## Problem:
Output the records, every one, exactly as given.

━━━━━ Given data ━━━━━

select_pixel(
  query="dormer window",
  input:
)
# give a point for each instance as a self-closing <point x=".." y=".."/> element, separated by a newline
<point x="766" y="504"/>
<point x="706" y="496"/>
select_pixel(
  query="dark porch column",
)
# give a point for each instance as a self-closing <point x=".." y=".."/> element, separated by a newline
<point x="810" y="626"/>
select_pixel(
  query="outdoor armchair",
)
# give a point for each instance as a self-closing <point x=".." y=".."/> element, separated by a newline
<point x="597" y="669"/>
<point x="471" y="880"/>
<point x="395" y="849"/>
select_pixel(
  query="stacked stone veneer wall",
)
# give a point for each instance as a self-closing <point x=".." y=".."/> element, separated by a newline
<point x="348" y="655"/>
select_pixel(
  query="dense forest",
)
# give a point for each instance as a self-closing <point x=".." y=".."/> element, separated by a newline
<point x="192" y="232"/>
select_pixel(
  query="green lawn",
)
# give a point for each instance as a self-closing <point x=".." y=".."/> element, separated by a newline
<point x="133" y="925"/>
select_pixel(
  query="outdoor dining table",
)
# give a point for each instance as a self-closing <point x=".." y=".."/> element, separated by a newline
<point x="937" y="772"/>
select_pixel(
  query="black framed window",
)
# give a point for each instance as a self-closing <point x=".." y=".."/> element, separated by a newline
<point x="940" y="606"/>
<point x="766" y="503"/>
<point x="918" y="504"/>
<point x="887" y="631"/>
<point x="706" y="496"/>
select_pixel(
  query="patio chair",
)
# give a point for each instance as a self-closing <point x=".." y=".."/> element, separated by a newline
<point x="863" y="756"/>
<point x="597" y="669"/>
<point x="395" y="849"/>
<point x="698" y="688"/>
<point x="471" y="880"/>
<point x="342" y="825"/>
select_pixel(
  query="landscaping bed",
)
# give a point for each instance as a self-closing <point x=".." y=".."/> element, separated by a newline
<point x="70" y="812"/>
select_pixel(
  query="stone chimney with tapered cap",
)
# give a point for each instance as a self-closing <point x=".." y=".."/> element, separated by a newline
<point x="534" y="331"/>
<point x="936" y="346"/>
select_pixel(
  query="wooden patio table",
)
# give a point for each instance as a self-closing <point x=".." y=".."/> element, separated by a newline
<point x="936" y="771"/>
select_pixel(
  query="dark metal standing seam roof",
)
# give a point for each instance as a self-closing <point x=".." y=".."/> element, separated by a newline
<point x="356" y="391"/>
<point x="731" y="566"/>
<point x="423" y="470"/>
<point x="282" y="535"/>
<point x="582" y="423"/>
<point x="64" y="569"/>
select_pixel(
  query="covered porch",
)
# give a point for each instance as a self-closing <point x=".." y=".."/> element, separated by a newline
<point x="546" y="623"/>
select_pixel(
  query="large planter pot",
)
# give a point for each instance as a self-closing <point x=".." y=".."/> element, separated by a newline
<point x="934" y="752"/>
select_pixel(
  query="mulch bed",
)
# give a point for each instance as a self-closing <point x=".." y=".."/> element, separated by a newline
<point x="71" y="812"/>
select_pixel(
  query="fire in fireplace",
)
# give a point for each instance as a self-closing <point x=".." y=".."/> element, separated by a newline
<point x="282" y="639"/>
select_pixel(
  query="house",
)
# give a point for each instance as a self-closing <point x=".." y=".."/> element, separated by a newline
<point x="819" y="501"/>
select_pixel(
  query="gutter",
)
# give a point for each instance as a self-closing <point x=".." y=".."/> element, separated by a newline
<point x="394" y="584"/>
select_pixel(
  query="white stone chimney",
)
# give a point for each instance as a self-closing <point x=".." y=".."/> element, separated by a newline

━━━━━

## Solution to the problem:
select_pixel(
  query="dormer window",
  input:
)
# give a point for each instance as a self-closing <point x=".." y=".."/> element, separated by a newline
<point x="766" y="504"/>
<point x="706" y="496"/>
select_pixel(
  query="dark porch column",
)
# give a point for each instance as a self-closing <point x=".." y=".."/> element, separated by a newline
<point x="810" y="626"/>
select_pixel(
  query="outdoor armchair",
)
# give a point for each instance as a self-closing <point x=".." y=".."/> element, separated by a newline
<point x="597" y="669"/>
<point x="471" y="880"/>
<point x="395" y="849"/>
select_pixel(
  query="stacked stone veneer wall",
)
# give a point for each instance as a self-closing <point x=".." y=".."/> element, separated by a newline
<point x="348" y="655"/>
select_pixel(
  query="dense forest",
)
# give a point for each instance as a self-closing <point x=".." y=".."/> element, separated by a newline
<point x="192" y="232"/>
select_pixel(
  query="green lawn",
)
# give a point for each instance as a self-closing <point x=".." y=".."/> element, separated by a newline
<point x="133" y="925"/>
select_pixel(
  query="outdoor dining table",
)
# give a point for each instance as a self-closing <point x=".." y=".."/> element, separated by a newline
<point x="937" y="772"/>
select_pixel(
  query="black framed window",
)
# give a point for each instance as a self-closing <point x=".." y=".."/> element, separated by a newline
<point x="940" y="606"/>
<point x="766" y="503"/>
<point x="918" y="504"/>
<point x="887" y="631"/>
<point x="706" y="496"/>
select_pixel(
  query="patio chair",
)
# give a point for each instance as a self-closing <point x=".." y=".."/> element, separated by a newline
<point x="863" y="756"/>
<point x="597" y="669"/>
<point x="395" y="849"/>
<point x="698" y="688"/>
<point x="471" y="880"/>
<point x="342" y="825"/>
select_pixel(
  query="landscaping bed",
)
# give a point for each instance as a self-closing <point x=".." y=".."/> element, separated by a newline
<point x="70" y="812"/>
select_pixel(
  query="stone chimney with tapered cap",
)
# give a point for each instance as a self-closing <point x=".." y=".."/> element, separated by a newline
<point x="534" y="331"/>
<point x="936" y="346"/>
select_pixel(
  query="wooden patio table",
)
# give a point for each instance as a self-closing <point x=".." y=".."/> element, separated by a newline
<point x="936" y="771"/>
select_pixel(
  query="dark metal standing seam roof",
)
# give a point for each instance as a self-closing <point x=".." y=".."/> element, separated by a newline
<point x="356" y="391"/>
<point x="731" y="566"/>
<point x="423" y="470"/>
<point x="282" y="535"/>
<point x="582" y="423"/>
<point x="64" y="569"/>
select_pixel(
  query="covered porch",
)
# give a point for each instance as a self-closing <point x=".." y=".."/> element, separated by a newline
<point x="546" y="623"/>
select_pixel(
  query="large planter pot",
)
# give a point for each instance as a self-closing <point x=".." y=".."/> element, separated by a newline
<point x="934" y="752"/>
select_pixel(
  query="mulch bed",
)
# give a point for each instance as a self-closing <point x=".." y=".."/> element, separated by a newline
<point x="71" y="812"/>
select_pixel(
  query="fire in fireplace",
)
# give a point for each instance as a self-closing <point x=".." y=".."/> element, separated by a newline
<point x="282" y="639"/>
select_pixel(
  query="house",
)
# give a point for each instance as a self-closing <point x=".." y=".."/> element, separated by a newline
<point x="819" y="501"/>
select_pixel(
  query="gutter",
)
# give a point for each instance as a self-closing <point x=".." y=".."/> element, separated by a newline
<point x="394" y="584"/>
select_pixel(
  query="white stone chimney",
)
# give a point for each instance as a self-closing <point x=".." y=".."/> element, separated by a newline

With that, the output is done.